**Exercise directions**
Once you have read the records below, restate them word for word.

**Source data**
------------------------------------------------------------------------
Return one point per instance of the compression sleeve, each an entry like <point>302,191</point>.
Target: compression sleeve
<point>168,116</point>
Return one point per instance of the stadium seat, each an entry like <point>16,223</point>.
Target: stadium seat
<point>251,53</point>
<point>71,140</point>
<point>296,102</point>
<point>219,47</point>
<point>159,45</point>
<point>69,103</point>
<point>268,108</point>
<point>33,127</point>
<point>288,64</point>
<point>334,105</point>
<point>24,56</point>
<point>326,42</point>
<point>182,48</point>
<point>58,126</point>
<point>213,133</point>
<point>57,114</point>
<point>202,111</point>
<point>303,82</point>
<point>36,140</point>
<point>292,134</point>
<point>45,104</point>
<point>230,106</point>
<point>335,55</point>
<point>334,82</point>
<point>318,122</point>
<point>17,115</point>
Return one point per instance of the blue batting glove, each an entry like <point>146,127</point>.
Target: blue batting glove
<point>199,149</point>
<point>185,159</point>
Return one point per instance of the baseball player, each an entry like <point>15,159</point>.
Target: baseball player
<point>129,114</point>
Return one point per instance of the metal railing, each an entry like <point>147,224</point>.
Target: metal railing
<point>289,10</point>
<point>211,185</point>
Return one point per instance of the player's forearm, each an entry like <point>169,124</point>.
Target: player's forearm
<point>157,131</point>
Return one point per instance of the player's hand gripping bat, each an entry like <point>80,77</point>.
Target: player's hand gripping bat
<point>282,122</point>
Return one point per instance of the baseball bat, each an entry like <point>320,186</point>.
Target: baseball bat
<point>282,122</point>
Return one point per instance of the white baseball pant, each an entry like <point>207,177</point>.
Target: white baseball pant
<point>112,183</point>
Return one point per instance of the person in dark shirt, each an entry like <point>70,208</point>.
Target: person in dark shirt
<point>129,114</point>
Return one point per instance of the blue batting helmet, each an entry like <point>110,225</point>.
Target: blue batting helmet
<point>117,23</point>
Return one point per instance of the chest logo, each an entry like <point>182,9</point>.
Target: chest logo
------------------------------------------------------------------------
**Answer for this exercise**
Return one point per instance of the compression sleeve, each an entry like <point>302,191</point>.
Target: compression sleeve
<point>168,116</point>
Return one point per instance of the stadium seat, each an entry like <point>16,223</point>.
Target: stadium seat
<point>251,53</point>
<point>71,140</point>
<point>296,102</point>
<point>219,47</point>
<point>159,45</point>
<point>69,103</point>
<point>268,108</point>
<point>33,127</point>
<point>288,64</point>
<point>334,105</point>
<point>24,56</point>
<point>326,42</point>
<point>182,48</point>
<point>58,126</point>
<point>213,133</point>
<point>57,114</point>
<point>202,111</point>
<point>303,82</point>
<point>36,140</point>
<point>292,134</point>
<point>45,104</point>
<point>230,106</point>
<point>335,55</point>
<point>334,82</point>
<point>318,122</point>
<point>17,115</point>
Return one point per instance of the blue batting glove, each an entry like <point>146,127</point>.
Target: blue batting glove
<point>199,149</point>
<point>185,159</point>
Return one point per instance of the baseball player, each an entry like <point>15,159</point>.
Target: baseball player
<point>129,114</point>
Return one point per instance of the metal railing, each an entry like <point>147,224</point>.
Target: metal railing
<point>289,10</point>
<point>211,185</point>
Return one point per instance of the player's forearm, each an entry like <point>169,124</point>.
Target: player's forearm
<point>157,131</point>
Return one point per instance of the player's hand gripping bat, each an entry like <point>80,77</point>.
Target: player's hand gripping bat
<point>282,122</point>
Return one point per instance of the baseball bat, each an entry like <point>320,186</point>.
Target: baseball bat
<point>282,122</point>
Return one point per instance of the white baseball pant, each an entry like <point>207,177</point>.
Target: white baseball pant
<point>112,183</point>
Return one point per instance of the person in dark shirt, each an entry like <point>70,208</point>.
Target: person in dark shirt
<point>129,114</point>
Return one point per instance of the blue batting helmet, each an entry like <point>110,225</point>.
Target: blue batting helmet
<point>117,23</point>
Return one point per instance of the chest logo, each an entry like <point>182,9</point>.
Target: chest logo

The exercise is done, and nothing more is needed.